(Pointing and labeling entries)
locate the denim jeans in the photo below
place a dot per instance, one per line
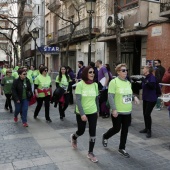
(22, 107)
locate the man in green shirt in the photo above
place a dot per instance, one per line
(6, 86)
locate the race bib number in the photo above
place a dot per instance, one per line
(127, 99)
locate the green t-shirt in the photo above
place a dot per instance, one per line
(24, 95)
(123, 94)
(7, 84)
(35, 73)
(43, 83)
(88, 93)
(15, 74)
(63, 83)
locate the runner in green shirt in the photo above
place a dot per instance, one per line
(87, 108)
(120, 100)
(6, 86)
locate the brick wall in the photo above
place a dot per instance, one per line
(158, 44)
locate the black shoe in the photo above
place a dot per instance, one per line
(49, 120)
(143, 131)
(6, 108)
(149, 134)
(104, 141)
(124, 153)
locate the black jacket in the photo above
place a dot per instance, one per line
(159, 73)
(17, 89)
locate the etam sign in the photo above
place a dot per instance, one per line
(154, 1)
(54, 50)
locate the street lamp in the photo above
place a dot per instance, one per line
(90, 8)
(35, 35)
(15, 51)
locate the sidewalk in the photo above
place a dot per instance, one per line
(44, 146)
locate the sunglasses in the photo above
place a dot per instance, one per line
(90, 72)
(124, 70)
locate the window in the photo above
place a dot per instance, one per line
(46, 27)
(127, 4)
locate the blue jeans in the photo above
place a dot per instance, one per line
(22, 107)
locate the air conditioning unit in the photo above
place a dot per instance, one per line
(110, 24)
(121, 20)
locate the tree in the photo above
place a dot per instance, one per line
(76, 7)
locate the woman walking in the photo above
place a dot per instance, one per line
(120, 100)
(6, 86)
(21, 93)
(72, 77)
(149, 97)
(87, 108)
(42, 85)
(63, 80)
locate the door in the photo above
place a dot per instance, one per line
(127, 58)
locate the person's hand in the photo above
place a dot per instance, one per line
(114, 113)
(84, 118)
(36, 94)
(136, 100)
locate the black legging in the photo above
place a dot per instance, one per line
(63, 108)
(39, 105)
(8, 101)
(147, 110)
(120, 122)
(81, 125)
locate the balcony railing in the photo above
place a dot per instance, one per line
(165, 8)
(81, 30)
(52, 38)
(54, 5)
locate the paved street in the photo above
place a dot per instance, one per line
(46, 146)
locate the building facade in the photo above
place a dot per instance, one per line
(7, 11)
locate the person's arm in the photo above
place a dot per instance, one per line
(79, 105)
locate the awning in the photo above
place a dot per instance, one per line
(127, 34)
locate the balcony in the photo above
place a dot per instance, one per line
(54, 5)
(81, 31)
(52, 38)
(165, 8)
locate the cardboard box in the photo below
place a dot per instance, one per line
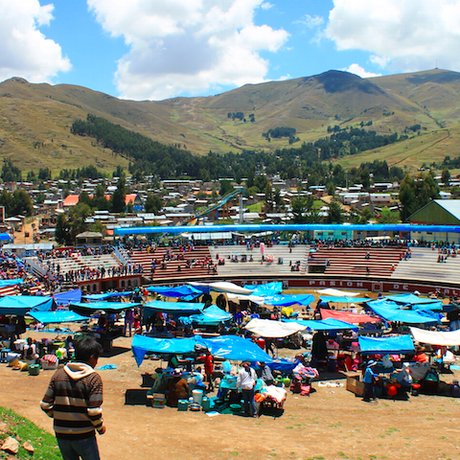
(159, 401)
(355, 385)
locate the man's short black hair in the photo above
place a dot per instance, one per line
(87, 347)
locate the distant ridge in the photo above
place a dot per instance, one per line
(36, 118)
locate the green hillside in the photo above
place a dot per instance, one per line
(36, 118)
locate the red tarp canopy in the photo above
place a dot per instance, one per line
(353, 318)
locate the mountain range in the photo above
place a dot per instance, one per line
(35, 119)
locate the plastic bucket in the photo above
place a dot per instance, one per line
(182, 405)
(34, 369)
(206, 404)
(197, 396)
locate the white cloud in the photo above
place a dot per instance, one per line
(310, 21)
(404, 35)
(266, 6)
(25, 51)
(187, 46)
(358, 70)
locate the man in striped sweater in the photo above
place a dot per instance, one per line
(73, 399)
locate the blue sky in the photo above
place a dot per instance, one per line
(157, 49)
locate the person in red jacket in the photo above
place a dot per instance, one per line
(208, 369)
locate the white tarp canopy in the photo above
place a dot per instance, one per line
(235, 298)
(336, 293)
(446, 339)
(273, 329)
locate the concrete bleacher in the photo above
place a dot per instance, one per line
(199, 254)
(77, 262)
(423, 265)
(353, 261)
(255, 268)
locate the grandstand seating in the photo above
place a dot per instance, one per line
(353, 261)
(256, 268)
(199, 254)
(423, 265)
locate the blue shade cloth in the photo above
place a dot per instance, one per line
(329, 324)
(13, 282)
(63, 298)
(230, 347)
(343, 299)
(404, 316)
(410, 299)
(287, 300)
(181, 291)
(21, 304)
(88, 309)
(107, 295)
(211, 316)
(384, 345)
(55, 317)
(236, 348)
(276, 287)
(141, 345)
(173, 308)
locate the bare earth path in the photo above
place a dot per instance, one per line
(330, 424)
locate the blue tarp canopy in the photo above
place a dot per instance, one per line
(211, 316)
(343, 299)
(410, 299)
(172, 308)
(404, 316)
(383, 345)
(13, 282)
(58, 316)
(63, 298)
(21, 304)
(181, 291)
(328, 324)
(107, 295)
(87, 309)
(235, 348)
(141, 345)
(269, 289)
(230, 347)
(415, 302)
(287, 300)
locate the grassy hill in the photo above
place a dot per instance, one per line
(35, 118)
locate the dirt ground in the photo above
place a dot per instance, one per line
(329, 424)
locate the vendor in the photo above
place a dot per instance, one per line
(177, 388)
(265, 374)
(420, 356)
(369, 377)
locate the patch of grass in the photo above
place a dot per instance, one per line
(45, 444)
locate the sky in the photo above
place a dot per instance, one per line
(159, 49)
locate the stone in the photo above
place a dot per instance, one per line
(10, 445)
(29, 447)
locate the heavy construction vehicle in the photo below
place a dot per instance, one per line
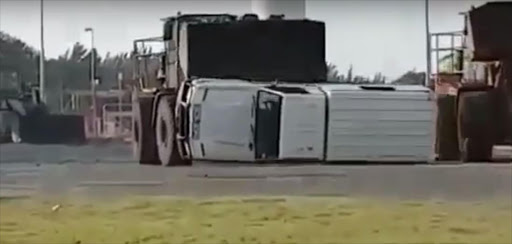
(474, 96)
(240, 88)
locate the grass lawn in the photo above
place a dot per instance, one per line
(253, 220)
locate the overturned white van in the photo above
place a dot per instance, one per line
(235, 120)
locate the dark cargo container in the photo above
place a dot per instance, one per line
(285, 50)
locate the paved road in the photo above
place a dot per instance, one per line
(109, 171)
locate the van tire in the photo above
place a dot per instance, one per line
(143, 135)
(165, 131)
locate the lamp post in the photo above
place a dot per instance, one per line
(429, 45)
(42, 85)
(93, 81)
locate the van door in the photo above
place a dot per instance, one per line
(268, 119)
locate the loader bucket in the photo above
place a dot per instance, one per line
(52, 129)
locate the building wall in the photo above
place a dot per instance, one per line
(292, 9)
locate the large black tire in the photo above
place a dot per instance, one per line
(143, 141)
(165, 130)
(475, 126)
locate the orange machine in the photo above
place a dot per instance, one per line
(474, 91)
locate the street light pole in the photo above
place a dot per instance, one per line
(42, 85)
(429, 45)
(93, 82)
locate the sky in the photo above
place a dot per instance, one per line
(386, 36)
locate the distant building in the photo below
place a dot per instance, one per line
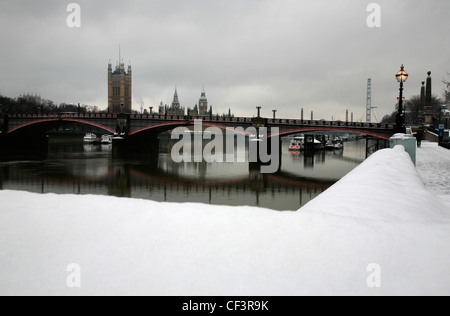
(119, 89)
(203, 104)
(29, 98)
(202, 108)
(175, 108)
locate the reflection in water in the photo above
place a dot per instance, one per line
(74, 168)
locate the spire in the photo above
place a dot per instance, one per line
(176, 102)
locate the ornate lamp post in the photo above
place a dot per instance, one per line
(401, 76)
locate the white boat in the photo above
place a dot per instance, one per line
(90, 138)
(106, 139)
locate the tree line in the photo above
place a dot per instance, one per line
(414, 112)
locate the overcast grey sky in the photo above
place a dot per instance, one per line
(278, 54)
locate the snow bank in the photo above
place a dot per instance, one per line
(380, 213)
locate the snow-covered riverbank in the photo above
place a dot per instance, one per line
(433, 165)
(380, 213)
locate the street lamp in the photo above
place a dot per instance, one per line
(401, 76)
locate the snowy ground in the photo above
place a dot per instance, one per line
(433, 165)
(129, 247)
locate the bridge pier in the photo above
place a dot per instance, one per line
(373, 144)
(262, 139)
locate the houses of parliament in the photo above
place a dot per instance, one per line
(120, 96)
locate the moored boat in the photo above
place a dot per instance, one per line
(90, 138)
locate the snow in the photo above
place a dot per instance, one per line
(433, 165)
(380, 213)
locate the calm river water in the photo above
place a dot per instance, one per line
(70, 167)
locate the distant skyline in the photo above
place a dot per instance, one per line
(278, 54)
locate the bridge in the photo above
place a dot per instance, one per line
(28, 128)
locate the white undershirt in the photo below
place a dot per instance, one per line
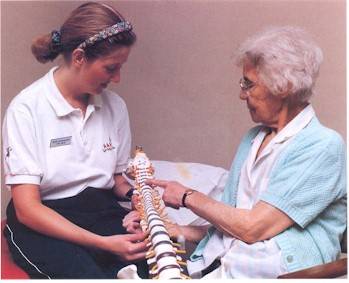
(261, 259)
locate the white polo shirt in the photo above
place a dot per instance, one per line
(49, 143)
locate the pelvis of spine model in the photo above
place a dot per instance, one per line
(163, 254)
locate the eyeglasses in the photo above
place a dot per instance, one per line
(246, 85)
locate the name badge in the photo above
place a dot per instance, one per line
(60, 141)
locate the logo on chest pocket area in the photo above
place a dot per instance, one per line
(108, 146)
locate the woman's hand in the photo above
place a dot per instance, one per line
(173, 191)
(131, 222)
(128, 247)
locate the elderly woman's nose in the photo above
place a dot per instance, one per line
(243, 95)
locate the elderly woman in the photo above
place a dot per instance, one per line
(284, 205)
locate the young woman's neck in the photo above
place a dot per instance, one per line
(68, 85)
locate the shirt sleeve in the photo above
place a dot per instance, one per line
(124, 146)
(308, 179)
(21, 165)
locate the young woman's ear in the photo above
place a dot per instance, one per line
(78, 57)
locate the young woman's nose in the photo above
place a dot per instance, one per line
(116, 77)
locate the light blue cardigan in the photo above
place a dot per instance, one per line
(308, 183)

▶ [EXERCISE] In the records from the line containing "locate the logo" through the last line, change each "elderly woman" to "older woman" and write out those lines with nothing else altered.

▶ [COMPLETE OUTPUT]
locate the logo on chest pocket area in the photo above
place a dot per instance, one per line
(108, 146)
locate the woman's hand in the photo above
place a dot per instance, one per line
(173, 191)
(131, 222)
(128, 247)
locate the older woman's nose in the photo above
place a dot per instance, one per line
(243, 95)
locate the older woman in the photo above
place a dot per instance, one per line
(284, 205)
locate the young woman's neck in the photo above
place a dot per instance, one per line
(68, 85)
locate the shirt sleeve in the photo above
place a dot per instance, one per line
(124, 146)
(308, 179)
(21, 165)
locate the young woman's ear in the photo above
place a dot per instance, one per line
(78, 57)
locate the young woman's nose in the photo above
place a dot per instance, one per line
(116, 77)
locate the light blue cardigan in the photo above
place a dot per instance, one per line
(308, 183)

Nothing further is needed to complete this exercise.